Sure. I’m really glad you brought that up, because if you think about it, kind of going back to the very beginning of our conversation, there’s lots of different types of technologies and different generations of technologies, modern new stuff, old antiquated legacy stuff that’s out, there and all of it needs to plug in. So another typical function or service of a data fabric is the connectivity to lots of different types of connected technology. In some cases, it’s essentially wrapping a limited set of functionality and legacy so that you can basically bring more functionality to something that otherwise you would not think of having it, and therefore, make better use of it. So that’s a key thing, is being able to actually connect all the things in a productive way.

Daniel Whitenack

Yeah. And maybe that connection piece gets to this integrated and reusable data side of things that was in the definition. So you’ve got the metadata, but then it’s sort of integrated and reusable across different environments, whether that’s the kind of edge environment, like you’re talking about with the doctor being alerted, or something like that, or that’s an environment where you’re doing some sort of batch analysis for research purposes, or something like that. And they specifically also call out the hybrid and multi-cloud sort of thing, and I guess that’s probably because in a healthcare hospital situation, like we have in mind - but there are many other examples of this, right? …there’s still a lot of mix between where data is stored - at the edge, or on-premises, or at a certain location…

Yes.

Daniel Whitenack

…and the mix of where it’s stored online. We’d like to think that everything we do is in the cloud, but it’s not quite so.

It’s not all. And we have more and more things at the edge. And the edge is like this gigantic blanket term. We talk about the edge like, “Oh, of course, I know what the edge is. It’s the edge, man. We know where that is.” But the edge actually describes a huge variety of potential targets that you’re trying to deploy data to or pull data from. And so yeah, that diversity is important, and so we can address that in a moment.

— Source material —

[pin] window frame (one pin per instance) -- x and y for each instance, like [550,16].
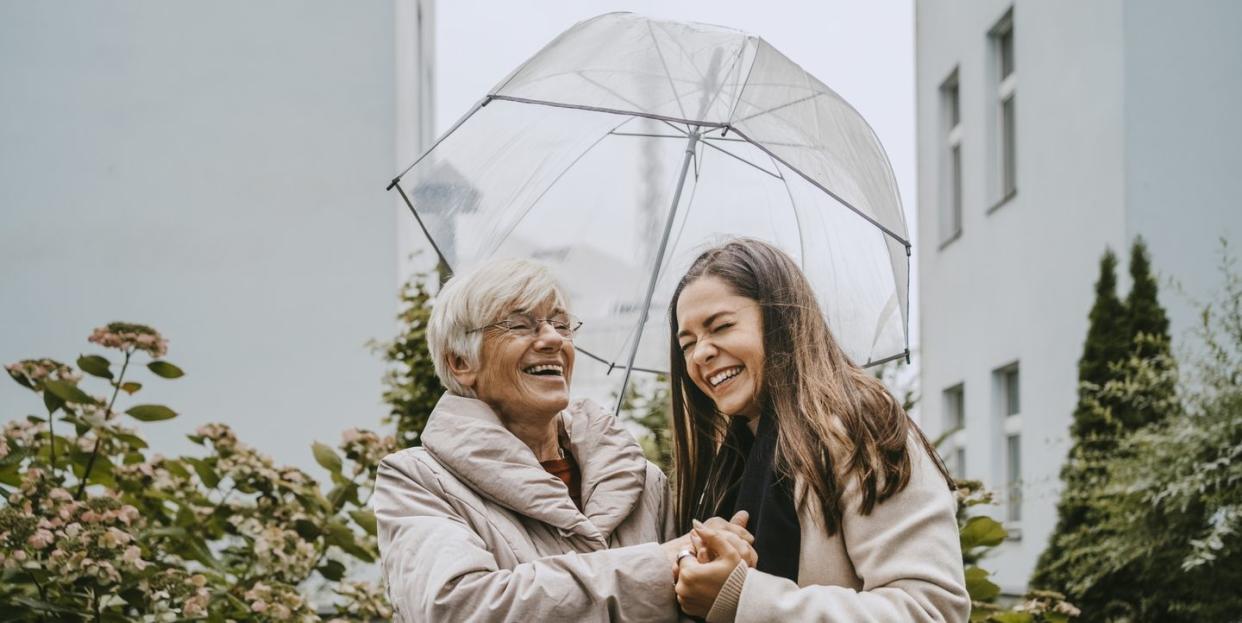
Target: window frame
[950,205]
[1004,106]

— Exercises to complete —
a: In the transcript excerpt, what reason is given for a data fabric wrapping a limited set of functionality in legacy technology? Answer in one to three sentences.
b: Copy the passage of the transcript excerpt starting with "It’s not all." and going on through "in a moment.".

— Answers to the problems —
a: Wrapping it lets you bring more functionality to something you otherwise would not think of as having it. As a result, you can make better use of that legacy technology.

b:
It’s not all. And we have more and more things at the edge. And the edge is like this gigantic blanket term. We talk about the edge like, “Oh, of course, I know what the edge is. It’s the edge, man. We know where that is.” But the edge actually describes a huge variety of potential targets that you’re trying to deploy data to or pull data from. And so yeah, that diversity is important, and so we can address that in a moment.